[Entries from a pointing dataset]
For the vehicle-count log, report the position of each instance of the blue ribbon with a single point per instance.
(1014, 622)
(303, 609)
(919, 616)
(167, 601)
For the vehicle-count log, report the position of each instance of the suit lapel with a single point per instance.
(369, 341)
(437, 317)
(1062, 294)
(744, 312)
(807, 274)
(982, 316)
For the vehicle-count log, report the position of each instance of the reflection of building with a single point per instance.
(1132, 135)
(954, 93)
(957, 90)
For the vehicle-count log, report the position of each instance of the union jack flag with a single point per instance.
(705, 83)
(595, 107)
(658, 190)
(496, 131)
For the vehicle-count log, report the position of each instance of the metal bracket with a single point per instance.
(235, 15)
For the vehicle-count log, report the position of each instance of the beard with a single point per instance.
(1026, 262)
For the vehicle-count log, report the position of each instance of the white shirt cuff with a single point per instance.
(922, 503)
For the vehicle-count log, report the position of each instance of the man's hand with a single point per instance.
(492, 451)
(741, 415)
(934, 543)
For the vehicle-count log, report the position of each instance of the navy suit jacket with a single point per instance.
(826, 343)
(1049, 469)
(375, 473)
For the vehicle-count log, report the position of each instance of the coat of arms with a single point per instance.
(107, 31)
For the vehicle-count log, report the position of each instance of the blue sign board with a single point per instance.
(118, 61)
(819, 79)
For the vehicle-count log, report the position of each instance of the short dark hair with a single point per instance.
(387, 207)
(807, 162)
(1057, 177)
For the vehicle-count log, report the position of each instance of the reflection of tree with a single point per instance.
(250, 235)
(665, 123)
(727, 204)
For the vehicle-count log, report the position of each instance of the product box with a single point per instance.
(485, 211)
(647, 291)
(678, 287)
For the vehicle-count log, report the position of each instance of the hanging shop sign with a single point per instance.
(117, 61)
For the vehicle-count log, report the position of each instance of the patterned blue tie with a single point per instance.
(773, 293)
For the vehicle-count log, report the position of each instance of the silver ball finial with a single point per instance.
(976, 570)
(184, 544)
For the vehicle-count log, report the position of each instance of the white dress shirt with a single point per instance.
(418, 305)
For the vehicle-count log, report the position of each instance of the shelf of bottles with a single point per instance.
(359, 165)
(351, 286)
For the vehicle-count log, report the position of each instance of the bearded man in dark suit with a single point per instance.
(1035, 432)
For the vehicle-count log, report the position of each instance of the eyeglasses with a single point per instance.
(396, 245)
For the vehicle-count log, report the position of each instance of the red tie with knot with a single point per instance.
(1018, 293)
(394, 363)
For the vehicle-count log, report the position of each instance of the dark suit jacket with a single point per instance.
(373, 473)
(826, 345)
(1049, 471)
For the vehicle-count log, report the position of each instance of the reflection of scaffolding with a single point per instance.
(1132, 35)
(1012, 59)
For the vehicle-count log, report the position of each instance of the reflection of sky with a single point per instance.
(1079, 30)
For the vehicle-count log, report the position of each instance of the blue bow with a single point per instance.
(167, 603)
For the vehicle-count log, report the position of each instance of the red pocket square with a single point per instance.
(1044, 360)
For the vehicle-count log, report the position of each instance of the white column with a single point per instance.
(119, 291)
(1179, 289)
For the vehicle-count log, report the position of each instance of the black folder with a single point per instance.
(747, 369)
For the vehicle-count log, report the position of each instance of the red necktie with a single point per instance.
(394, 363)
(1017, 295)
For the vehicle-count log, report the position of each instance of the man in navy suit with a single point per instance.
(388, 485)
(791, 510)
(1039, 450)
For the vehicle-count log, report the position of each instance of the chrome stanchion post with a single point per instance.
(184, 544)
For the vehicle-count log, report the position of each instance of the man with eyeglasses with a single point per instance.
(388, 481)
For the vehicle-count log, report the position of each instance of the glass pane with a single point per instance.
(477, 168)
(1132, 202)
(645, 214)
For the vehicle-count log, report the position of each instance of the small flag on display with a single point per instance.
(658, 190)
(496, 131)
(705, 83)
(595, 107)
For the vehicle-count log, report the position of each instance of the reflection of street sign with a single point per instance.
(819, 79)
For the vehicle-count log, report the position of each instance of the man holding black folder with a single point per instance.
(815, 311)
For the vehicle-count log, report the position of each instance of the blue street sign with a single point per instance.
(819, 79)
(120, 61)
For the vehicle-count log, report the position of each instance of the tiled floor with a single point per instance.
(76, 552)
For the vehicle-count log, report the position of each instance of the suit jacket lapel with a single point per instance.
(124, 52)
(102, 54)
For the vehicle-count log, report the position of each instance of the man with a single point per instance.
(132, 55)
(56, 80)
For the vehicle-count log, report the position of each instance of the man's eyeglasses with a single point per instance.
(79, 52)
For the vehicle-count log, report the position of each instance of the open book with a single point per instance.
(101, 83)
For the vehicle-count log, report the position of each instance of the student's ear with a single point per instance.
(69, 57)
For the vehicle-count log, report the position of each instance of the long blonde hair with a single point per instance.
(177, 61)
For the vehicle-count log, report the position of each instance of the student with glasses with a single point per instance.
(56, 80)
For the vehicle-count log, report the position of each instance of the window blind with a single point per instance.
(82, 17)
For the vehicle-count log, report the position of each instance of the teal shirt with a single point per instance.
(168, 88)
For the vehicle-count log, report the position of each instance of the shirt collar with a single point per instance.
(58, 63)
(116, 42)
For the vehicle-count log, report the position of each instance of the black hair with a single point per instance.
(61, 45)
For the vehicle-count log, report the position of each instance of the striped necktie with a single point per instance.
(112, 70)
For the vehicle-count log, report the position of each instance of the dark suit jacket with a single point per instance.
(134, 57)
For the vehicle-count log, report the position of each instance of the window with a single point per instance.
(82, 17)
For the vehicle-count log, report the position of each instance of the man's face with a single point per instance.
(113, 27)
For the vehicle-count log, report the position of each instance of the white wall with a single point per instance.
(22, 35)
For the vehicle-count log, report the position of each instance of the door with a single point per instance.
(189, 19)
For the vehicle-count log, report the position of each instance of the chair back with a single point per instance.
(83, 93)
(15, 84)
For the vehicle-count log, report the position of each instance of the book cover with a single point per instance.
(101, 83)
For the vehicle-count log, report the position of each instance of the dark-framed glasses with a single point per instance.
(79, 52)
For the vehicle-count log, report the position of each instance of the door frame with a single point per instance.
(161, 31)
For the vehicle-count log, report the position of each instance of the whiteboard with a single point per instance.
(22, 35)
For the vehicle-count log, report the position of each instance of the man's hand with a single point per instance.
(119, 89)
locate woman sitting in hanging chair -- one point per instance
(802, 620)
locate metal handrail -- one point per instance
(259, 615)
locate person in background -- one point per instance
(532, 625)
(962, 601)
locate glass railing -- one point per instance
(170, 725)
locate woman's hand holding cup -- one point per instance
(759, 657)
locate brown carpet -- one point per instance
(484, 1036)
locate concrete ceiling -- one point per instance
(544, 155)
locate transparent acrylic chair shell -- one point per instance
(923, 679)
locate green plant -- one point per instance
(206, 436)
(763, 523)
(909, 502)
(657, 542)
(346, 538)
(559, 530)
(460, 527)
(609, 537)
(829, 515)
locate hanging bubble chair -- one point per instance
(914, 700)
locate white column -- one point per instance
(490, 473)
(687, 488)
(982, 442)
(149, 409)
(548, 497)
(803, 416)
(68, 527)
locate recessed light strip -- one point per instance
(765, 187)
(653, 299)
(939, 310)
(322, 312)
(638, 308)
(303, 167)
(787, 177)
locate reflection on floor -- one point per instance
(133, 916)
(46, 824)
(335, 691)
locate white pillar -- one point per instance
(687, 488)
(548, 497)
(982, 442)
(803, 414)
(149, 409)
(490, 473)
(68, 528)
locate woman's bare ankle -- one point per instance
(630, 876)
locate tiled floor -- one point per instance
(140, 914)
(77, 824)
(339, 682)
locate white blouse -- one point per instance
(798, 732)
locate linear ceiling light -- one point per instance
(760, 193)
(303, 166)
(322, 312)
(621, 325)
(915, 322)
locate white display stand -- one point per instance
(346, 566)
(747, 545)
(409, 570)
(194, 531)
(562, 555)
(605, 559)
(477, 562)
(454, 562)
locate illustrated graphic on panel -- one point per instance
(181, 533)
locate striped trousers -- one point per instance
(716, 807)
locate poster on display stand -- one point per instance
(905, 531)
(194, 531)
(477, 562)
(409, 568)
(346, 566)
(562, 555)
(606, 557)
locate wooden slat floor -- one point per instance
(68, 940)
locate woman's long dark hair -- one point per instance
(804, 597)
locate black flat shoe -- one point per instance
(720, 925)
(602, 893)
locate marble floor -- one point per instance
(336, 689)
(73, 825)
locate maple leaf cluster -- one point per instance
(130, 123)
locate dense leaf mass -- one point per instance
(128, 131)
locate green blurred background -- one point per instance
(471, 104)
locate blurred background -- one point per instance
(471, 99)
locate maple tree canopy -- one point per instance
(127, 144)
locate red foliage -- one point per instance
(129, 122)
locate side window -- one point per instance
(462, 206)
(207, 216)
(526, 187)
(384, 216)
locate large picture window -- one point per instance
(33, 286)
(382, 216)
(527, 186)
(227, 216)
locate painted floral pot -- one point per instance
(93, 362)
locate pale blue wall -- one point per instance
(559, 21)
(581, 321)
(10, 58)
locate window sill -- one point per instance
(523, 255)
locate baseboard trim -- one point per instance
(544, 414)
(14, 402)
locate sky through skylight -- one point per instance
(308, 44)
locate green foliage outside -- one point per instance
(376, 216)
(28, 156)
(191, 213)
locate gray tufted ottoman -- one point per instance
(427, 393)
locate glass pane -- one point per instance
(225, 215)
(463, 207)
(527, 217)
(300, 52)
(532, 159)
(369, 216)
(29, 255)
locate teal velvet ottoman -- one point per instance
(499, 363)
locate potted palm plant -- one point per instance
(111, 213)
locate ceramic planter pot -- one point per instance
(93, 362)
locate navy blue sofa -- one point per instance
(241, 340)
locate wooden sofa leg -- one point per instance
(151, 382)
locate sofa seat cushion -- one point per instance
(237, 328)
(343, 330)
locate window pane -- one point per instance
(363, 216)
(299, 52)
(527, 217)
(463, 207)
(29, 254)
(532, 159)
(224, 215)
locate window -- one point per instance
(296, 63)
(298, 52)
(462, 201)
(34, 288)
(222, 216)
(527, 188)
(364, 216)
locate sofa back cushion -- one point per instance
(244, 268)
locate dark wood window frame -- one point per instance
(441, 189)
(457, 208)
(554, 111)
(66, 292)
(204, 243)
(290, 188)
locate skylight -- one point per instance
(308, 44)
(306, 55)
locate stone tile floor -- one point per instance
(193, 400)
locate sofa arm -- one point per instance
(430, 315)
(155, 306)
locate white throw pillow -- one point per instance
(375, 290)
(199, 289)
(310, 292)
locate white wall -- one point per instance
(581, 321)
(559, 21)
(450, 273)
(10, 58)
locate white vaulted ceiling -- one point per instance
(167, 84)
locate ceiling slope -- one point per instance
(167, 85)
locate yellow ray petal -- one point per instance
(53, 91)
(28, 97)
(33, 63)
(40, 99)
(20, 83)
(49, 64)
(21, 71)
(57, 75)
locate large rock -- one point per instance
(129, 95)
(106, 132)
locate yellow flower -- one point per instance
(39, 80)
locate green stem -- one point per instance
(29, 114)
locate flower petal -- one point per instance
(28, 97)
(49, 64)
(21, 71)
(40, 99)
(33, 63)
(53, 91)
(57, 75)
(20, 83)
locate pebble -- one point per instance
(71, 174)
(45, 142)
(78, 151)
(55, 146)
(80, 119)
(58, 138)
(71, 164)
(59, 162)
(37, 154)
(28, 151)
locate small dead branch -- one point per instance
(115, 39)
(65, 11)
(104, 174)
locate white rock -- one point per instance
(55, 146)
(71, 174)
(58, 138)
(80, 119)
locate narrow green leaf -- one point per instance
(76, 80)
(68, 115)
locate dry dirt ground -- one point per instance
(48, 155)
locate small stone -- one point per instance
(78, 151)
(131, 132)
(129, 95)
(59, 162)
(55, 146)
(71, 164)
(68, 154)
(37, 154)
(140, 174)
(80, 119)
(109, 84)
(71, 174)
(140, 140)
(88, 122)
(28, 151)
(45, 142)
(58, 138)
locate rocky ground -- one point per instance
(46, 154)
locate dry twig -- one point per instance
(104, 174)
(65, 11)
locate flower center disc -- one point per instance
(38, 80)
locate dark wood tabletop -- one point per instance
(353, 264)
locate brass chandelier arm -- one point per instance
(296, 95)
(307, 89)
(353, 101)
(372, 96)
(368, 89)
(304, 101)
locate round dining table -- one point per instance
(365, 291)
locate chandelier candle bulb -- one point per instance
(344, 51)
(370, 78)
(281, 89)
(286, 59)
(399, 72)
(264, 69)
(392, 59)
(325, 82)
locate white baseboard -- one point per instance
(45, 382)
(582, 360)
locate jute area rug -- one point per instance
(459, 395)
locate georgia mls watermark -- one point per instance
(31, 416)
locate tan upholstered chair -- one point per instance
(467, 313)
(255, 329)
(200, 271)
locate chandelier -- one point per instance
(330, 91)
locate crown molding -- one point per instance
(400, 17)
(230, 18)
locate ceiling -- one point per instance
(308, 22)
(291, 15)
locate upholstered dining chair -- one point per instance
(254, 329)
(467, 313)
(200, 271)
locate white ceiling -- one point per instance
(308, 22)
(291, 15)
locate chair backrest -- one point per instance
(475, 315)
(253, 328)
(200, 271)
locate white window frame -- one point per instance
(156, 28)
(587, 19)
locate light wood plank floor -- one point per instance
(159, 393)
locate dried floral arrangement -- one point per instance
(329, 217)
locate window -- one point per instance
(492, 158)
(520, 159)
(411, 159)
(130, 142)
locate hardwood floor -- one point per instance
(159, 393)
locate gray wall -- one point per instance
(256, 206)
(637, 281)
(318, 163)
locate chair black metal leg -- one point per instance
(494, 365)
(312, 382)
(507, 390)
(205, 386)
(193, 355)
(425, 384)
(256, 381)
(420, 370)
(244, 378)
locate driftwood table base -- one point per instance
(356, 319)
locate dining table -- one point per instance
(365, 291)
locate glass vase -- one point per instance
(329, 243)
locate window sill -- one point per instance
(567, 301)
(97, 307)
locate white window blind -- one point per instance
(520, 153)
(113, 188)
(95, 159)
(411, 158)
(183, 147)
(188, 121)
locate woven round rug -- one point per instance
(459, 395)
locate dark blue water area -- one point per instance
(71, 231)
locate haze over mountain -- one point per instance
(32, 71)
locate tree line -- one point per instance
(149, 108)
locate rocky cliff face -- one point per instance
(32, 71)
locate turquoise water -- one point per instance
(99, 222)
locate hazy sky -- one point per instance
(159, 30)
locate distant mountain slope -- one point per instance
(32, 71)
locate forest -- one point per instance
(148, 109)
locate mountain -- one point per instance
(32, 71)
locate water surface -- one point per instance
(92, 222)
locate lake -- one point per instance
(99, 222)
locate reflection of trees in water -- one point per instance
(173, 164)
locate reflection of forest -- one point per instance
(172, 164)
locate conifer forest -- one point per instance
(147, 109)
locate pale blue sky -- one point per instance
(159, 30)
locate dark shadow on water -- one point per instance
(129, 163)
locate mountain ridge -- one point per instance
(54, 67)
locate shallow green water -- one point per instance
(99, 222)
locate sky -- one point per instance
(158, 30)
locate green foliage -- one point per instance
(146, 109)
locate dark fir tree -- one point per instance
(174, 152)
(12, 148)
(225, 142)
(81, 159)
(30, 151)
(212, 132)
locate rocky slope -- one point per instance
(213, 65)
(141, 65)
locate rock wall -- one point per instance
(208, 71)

# [Problem requirements]
Everything from the line that contains "locate mountain -- one point per instance" through the end of the records must be duplicated exactly, and nothing outside that range.

# [Reply]
locate mountain -- one point per instance
(32, 71)
locate water surface -- one point per instance
(92, 222)
locate lake -- one point per instance
(99, 222)
locate reflection of trees in water -- one point per instance
(173, 164)
locate reflection of forest -- one point per instance
(172, 164)
locate conifer forest -- one point per instance
(147, 109)
locate pale blue sky -- one point per instance
(159, 30)
locate dark shadow on water -- one point per instance
(129, 163)
locate mountain ridge -- one point per instance
(54, 67)
locate shallow green water -- one point per instance
(99, 222)
locate sky -- one point per instance
(158, 30)
locate green foliage -- one point per instance
(146, 109)
locate dark fir tree -- one point per instance
(174, 152)
(12, 148)
(225, 142)
(81, 159)
(30, 151)
(212, 132)
locate rocky slope -- one point per instance
(213, 65)
(141, 65)
locate rock wall -- one point per instance
(208, 71)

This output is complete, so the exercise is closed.